#### [TO-DO LIST]
a: Answer these questions about the passage on Pope Francis and the vegan campaign, one per line:
(i) How many Roman Catholics did Pope Francis call on to join the fight against climate change?
(ii) In what month and year did Pope Francis give President Trump a copy of his encyclical?
(iii) What does Butler name as one of the largest underlying causes of the problems we face?
b: Retype the listing from its first line through the line containing "POLYGON ((24 342, 37", reproducing every line unchanged.
━━━ EXTRACTED TEXT ━━━
Whether or not he accepts, it's a fitting challenge for Pope Francis, who called on the world's 1.2 billion Roman Catholics to join the fight against climate change in his groundbreaking 2015 environmental encyclical, Laudato Si': On the Care for Our Common Home.
"In your encyclical letter, Laudato Si', you stated that every effort to protect and improve our world will involve changes in lifestyle, production, and consumption," Butler wrote. "I agree with all my heart and seek your support in tackling one of the largest underlying causes of the problems we face: animal agriculture."
You also might recall that in May 2017, His Holiness gave President Trump a copy of his encyclical right as POTUS was considering whether the U.S. should exit from the Paris agreement. Francis has also urged the leaders of big oil companies to lead a clean energy transition.
"We are launching this deliberately bold, audacious campaign to jolt our world leaders from their complacency," Matthew Glover, Million Dollar Vegan CEO of and co-founder of the record-breaking Veganuary campaign, said in the press release.
"We are thankful that Pope Francis has spoken out on these issues and that is why we are humbly asking him to try vegan for Lent and set an example of how each of us can align our principles of caring and compassion with our actions," he added.
━━━ SOURCE MATERIAL ━━━
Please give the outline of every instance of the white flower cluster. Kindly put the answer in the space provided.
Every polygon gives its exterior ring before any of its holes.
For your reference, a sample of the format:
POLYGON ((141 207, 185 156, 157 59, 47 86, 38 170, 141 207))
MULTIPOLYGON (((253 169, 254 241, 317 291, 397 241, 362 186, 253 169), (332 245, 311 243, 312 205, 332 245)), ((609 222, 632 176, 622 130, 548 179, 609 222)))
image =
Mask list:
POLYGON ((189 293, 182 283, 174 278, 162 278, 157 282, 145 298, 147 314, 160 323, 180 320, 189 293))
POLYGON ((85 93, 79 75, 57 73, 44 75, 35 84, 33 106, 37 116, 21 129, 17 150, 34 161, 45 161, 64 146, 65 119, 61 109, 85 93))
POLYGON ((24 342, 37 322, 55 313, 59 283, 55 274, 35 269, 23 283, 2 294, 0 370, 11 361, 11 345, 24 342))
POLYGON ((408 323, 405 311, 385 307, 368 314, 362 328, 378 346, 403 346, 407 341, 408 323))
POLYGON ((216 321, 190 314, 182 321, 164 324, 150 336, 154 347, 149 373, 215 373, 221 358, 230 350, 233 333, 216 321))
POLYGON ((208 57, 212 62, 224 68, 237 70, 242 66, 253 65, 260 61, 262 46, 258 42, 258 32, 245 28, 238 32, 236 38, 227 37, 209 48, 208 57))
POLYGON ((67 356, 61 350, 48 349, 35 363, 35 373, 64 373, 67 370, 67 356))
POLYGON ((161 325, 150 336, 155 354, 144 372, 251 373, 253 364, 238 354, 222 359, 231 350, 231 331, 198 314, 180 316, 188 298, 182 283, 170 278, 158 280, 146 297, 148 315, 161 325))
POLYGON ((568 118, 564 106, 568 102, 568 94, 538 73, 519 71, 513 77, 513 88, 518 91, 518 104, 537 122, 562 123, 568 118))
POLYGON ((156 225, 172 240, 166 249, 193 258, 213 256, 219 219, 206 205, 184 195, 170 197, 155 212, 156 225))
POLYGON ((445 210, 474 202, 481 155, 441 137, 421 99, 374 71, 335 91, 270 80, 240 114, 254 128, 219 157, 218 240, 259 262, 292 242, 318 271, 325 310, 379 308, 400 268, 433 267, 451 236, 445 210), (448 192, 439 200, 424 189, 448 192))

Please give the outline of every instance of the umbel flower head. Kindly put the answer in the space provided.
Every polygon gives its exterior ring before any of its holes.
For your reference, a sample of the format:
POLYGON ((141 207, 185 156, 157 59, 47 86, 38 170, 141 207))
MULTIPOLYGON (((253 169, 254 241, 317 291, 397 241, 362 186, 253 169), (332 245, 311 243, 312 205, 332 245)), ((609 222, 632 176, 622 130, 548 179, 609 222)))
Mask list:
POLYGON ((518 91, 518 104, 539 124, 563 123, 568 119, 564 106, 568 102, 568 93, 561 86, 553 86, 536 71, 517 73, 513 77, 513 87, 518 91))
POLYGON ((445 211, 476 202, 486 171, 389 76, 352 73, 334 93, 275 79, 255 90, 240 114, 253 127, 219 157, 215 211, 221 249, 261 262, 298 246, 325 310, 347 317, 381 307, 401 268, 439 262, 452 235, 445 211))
━━━
#### [WORKED ANSWERS]
a:
(i) 1.2 billion
(ii) May 2017
(iii) Animal agriculture

b:
Please give the outline of every instance of the white flower cluster. Kindly put the answer in the space provided.
Every polygon gives its exterior ring before any of its holes.
For your reference, a sample of the format:
POLYGON ((141 207, 185 156, 157 59, 47 86, 38 170, 141 207))
MULTIPOLYGON (((253 169, 254 241, 317 291, 397 241, 362 186, 253 169), (332 245, 311 243, 312 205, 332 245)), ((609 222, 632 176, 622 130, 548 179, 609 222)))
image =
Mask list:
POLYGON ((189 293, 182 283, 174 278, 162 278, 157 282, 145 298, 147 314, 160 323, 180 320, 189 293))
POLYGON ((85 93, 79 75, 57 73, 44 75, 35 84, 33 106, 37 116, 21 129, 17 150, 34 161, 45 161, 64 146, 65 119, 61 109, 85 93))
POLYGON ((24 342, 37 322, 55 313, 59 283, 55 274, 35 269, 23 283, 2 294, 0 370, 11 361, 11 345, 24 342))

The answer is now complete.